▶ The request:
Replace every "locate" in the material with "find" and leave everything else unchanged.

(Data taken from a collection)
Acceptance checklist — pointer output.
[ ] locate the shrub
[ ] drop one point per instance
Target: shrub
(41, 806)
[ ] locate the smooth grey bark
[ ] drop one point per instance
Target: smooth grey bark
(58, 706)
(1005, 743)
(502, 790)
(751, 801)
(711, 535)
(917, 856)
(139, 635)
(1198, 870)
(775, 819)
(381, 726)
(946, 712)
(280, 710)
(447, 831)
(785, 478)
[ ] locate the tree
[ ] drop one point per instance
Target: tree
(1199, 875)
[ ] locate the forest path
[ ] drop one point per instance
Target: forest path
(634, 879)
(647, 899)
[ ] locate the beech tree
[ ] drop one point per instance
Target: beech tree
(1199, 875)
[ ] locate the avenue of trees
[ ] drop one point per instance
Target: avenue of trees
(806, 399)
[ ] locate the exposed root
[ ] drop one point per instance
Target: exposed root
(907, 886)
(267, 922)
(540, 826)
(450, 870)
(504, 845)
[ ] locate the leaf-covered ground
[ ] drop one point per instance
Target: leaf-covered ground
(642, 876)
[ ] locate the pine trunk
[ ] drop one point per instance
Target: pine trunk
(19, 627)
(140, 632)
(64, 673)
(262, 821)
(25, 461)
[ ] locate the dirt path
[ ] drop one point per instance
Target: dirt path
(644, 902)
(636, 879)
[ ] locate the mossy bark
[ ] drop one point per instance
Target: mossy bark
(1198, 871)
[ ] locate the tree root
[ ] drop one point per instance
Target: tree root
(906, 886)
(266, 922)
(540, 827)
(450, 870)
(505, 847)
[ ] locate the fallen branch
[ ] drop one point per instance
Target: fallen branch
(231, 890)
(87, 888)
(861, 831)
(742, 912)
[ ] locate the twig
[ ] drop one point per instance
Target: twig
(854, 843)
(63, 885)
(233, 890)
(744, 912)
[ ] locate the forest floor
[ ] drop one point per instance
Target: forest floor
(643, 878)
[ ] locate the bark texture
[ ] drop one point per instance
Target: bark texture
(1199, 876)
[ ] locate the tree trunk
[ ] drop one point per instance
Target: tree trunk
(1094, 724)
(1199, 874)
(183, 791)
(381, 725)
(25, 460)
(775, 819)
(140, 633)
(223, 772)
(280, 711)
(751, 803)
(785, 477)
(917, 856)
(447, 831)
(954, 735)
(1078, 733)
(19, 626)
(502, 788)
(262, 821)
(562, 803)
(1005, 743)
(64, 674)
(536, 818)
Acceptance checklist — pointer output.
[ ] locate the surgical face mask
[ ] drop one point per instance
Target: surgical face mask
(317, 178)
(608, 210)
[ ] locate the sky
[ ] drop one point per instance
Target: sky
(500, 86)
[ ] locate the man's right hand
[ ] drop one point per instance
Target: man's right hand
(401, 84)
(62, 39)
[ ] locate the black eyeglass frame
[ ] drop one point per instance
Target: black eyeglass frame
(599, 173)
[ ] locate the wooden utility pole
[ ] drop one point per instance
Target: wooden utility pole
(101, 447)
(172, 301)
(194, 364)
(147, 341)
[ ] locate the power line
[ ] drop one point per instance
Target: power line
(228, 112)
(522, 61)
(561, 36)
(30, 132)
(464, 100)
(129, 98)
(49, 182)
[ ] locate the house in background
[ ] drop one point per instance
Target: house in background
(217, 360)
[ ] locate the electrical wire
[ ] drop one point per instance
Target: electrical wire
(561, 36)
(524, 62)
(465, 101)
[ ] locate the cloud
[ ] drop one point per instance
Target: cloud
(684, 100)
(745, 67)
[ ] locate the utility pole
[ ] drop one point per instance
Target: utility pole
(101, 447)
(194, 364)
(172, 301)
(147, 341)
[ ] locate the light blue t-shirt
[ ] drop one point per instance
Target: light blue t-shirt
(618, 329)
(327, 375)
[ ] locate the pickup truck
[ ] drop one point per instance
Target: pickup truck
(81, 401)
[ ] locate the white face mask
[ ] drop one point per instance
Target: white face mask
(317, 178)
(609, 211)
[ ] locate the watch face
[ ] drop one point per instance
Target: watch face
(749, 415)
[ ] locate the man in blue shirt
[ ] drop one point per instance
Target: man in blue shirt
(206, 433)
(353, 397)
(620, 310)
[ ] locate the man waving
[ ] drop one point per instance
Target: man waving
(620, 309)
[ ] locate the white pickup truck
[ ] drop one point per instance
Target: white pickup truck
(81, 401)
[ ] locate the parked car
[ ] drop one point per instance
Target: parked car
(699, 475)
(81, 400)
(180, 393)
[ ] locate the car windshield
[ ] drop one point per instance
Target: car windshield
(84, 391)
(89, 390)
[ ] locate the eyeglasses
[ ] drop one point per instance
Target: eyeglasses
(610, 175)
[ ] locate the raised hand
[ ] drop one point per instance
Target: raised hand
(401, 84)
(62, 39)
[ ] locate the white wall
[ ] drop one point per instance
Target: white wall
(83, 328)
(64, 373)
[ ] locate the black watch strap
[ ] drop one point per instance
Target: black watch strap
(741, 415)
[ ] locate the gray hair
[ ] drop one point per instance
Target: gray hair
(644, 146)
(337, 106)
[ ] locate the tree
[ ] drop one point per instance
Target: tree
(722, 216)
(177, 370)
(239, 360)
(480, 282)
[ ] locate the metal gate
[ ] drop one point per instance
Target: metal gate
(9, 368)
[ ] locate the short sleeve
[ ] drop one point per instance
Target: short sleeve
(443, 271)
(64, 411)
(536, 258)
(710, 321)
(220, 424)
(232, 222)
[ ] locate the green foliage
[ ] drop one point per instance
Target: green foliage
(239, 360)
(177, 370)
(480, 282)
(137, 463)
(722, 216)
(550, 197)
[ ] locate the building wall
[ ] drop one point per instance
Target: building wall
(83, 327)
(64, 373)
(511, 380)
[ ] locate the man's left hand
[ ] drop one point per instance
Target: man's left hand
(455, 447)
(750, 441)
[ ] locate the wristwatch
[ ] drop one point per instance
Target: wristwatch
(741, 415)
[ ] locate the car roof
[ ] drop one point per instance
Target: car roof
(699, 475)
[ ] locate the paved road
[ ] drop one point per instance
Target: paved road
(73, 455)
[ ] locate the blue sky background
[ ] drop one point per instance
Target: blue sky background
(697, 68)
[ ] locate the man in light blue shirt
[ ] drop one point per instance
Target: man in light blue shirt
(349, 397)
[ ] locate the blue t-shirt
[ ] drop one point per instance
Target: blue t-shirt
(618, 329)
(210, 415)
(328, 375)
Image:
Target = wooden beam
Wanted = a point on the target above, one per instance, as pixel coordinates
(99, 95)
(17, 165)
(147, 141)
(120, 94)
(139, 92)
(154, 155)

▶ Problem solution:
Acceptance checklist — pointer output.
[ ] find the shrub
[ ] drop one point per instance
Target: shrub
(41, 806)
[ ] find the smooth grey bark
[ ] drop one point per instance
Target: smooth grey bark
(58, 706)
(1005, 743)
(502, 790)
(751, 801)
(711, 535)
(917, 856)
(139, 635)
(1198, 870)
(775, 819)
(381, 726)
(946, 712)
(280, 710)
(447, 831)
(785, 478)
[ ] find the tree
[ ] drop one point per instance
Target: tree
(1199, 875)
[ ] find the forest path
[ ] drop one point per instance
Target: forest path
(634, 879)
(647, 899)
[ ] find the beech tree
[ ] drop one point per instance
Target: beech tree
(1199, 875)
[ ] find the avenue of trees
[ ] drop one point per instance
Target: avenue of trees
(806, 399)
[ ] find the exposed root
[ ] drop one point per instance
Target: exposed root
(907, 886)
(267, 922)
(540, 826)
(450, 870)
(504, 845)
[ ] find the leaf-covered ground
[ ] drop one point per instance
Target: leaf-covered ground
(642, 876)
[ ] find the pine trunk
[ ] drop one point per instance
Target: pine trunk
(19, 627)
(140, 632)
(64, 673)
(262, 821)
(25, 461)
[ ] find the dirt path
[ ] drop one point per instance
Target: dirt path
(644, 902)
(636, 879)
[ ] find the mossy bark
[ ] drop one point per instance
Target: mossy bark
(1198, 871)
[ ] find the tree root
[ ] drop one point per instance
Target: tree root
(906, 886)
(266, 922)
(540, 827)
(450, 870)
(505, 847)
[ ] find the fallen branch
[ ] drop one point per instance
Target: fallen branch
(231, 890)
(87, 888)
(861, 831)
(742, 912)
[ ] find the twig
[ ] drop one point per instance
Target: twig
(854, 843)
(63, 885)
(233, 890)
(744, 912)
[ ] find the forest floor
[ ] drop one point per instance
Target: forest floor
(643, 878)
[ ] find the bark texture
[ ] drop one point per instance
Target: bark texture
(1199, 876)
[ ] find the tree trunk
[ ] drop one point per instance
Target: tree trunk
(1094, 724)
(1199, 874)
(183, 791)
(381, 725)
(25, 460)
(775, 819)
(140, 633)
(223, 772)
(280, 711)
(751, 803)
(785, 477)
(917, 856)
(447, 831)
(954, 735)
(1078, 733)
(19, 626)
(502, 788)
(262, 821)
(562, 803)
(1005, 743)
(64, 674)
(536, 818)
Acceptance checklist — pointer output.
[ ] find the surgical face mask
[ ] drop one point per instance
Target: surgical face mask
(317, 178)
(608, 210)
[ ] find the sky
[ ] drop one point per instance
Target: sky
(500, 86)
[ ] find the man's right hand
[ ] drop one point per instance
Target: man's right hand
(401, 84)
(62, 39)
[ ] find the black eyeglass frame
[ ] drop one point per instance
Target: black eyeglass frame
(599, 173)
[ ] find the wooden utility pole
[ ] drop one point per instance
Target: wooden utility pole
(101, 447)
(172, 301)
(194, 364)
(147, 341)
[ ] find the power line
[ ] drop one point per instance
Target: power line
(228, 112)
(522, 61)
(561, 36)
(30, 132)
(464, 100)
(129, 98)
(49, 182)
[ ] find the house in background
[ ] drop one point per instance
Target: house in background
(217, 360)
[ ] find the electrical wire
[ ] drop one point per instance
Target: electrical wire
(561, 36)
(524, 62)
(465, 101)
[ ] find the cloud
[ ] drop one point per instance
Target: cloud
(684, 100)
(745, 67)
[ ] find the utility pole
[ ] drop one point per instance
Target: utility pole
(101, 447)
(194, 364)
(172, 301)
(147, 341)
[ ] find the light blue t-shirt
[ ] drop one point per instance
Target: light blue t-shirt
(618, 329)
(327, 375)
[ ] find the pickup truck
[ ] drop one point per instance
Target: pickup truck
(81, 401)
[ ] find the white face mask
[ ] drop one point per instance
Target: white face mask
(317, 178)
(609, 211)
[ ] find the watch face
[ ] drop one point per instance
Target: watch face
(749, 415)
[ ] find the man in blue shirt
[ ] drop one point per instance
Target: man in blue shirt
(206, 433)
(353, 397)
(620, 310)
[ ] find the man waving
[ ] drop one point per instance
Target: man waving
(620, 309)
[ ] find the white pickup truck
[ ] drop one point per instance
Target: white pickup truck
(81, 401)
[ ] find the parked car
[ ] drop one point per instance
Target: parked car
(699, 475)
(81, 400)
(180, 393)
[ ] find the car windshield
[ ] drop one point per instance
Target: car windshield
(84, 391)
(89, 390)
[ ] find the eyeglasses
[ ] drop one point per instance
Target: eyeglasses
(610, 175)
[ ] find the raised hand
[ ] drop one point per instance
Target: raised hand
(401, 84)
(62, 39)
[ ] find the white wall
[ ] drop one point per instance
Target: white wall
(83, 328)
(64, 373)
[ ] find the black watch strap
[ ] drop one point per instance
Target: black watch strap
(741, 415)
[ ] find the gray hair
[ ] drop one point per instance
Target: gray hair
(644, 146)
(337, 106)
[ ] find the tree
[ ] drop one point per instance
Target: tree
(722, 216)
(177, 370)
(239, 360)
(480, 282)
[ ] find the metal gate
[ ] drop one point per instance
Target: metal gate
(9, 368)
[ ] find the short sleeve
[ ] drop one point per instance
Target: short sleeve
(443, 271)
(64, 411)
(536, 258)
(710, 321)
(220, 424)
(232, 222)
[ ] find the green foliage
[ ] drop one point per instance
Target: green foliage
(239, 360)
(177, 370)
(480, 282)
(137, 463)
(722, 216)
(550, 197)
[ ] find the building wall
[ ] drop one point per instance
Target: building wall
(83, 327)
(64, 373)
(511, 380)
[ ] find the man's left hand
[ ] drop one point per instance
Target: man's left hand
(455, 447)
(750, 441)
[ ] find the wristwatch
[ ] drop one point per instance
Target: wristwatch
(741, 415)
[ ] find the car roof
[ ] drop one point per instance
Target: car roof
(699, 475)
[ ] find the paved road
[ ] drop one point per instance
Target: paved road
(73, 455)
[ ] find the blue sky background
[ ] drop one point per instance
Target: blue sky background
(697, 68)
[ ] find the man in light blue shirt
[ ] drop one point per instance
Target: man in light blue shirt
(349, 397)
[ ] find the blue t-shirt
[ ] drop one point per instance
Target: blue t-shirt
(618, 329)
(210, 415)
(328, 375)
Image:
Target = wooden beam
Wanted = a point on the target above, one per instance, as pixel coordinates
(99, 95)
(17, 165)
(147, 141)
(120, 94)
(139, 92)
(154, 155)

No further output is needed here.